— Exercise task —
Please replace every "pedestrian" in the records below with "cyclist", leaving everything else unchanged.
───── Material shown ─────
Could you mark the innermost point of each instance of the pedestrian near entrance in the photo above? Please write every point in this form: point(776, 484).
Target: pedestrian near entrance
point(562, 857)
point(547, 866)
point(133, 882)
─────
— Exercise solution —
Could you mark the innermost point of each instance of the cyclist near entrance in the photo above? Please write every point in this form: point(776, 484).
Target: cyclist near entrance
point(562, 857)
point(547, 866)
point(133, 882)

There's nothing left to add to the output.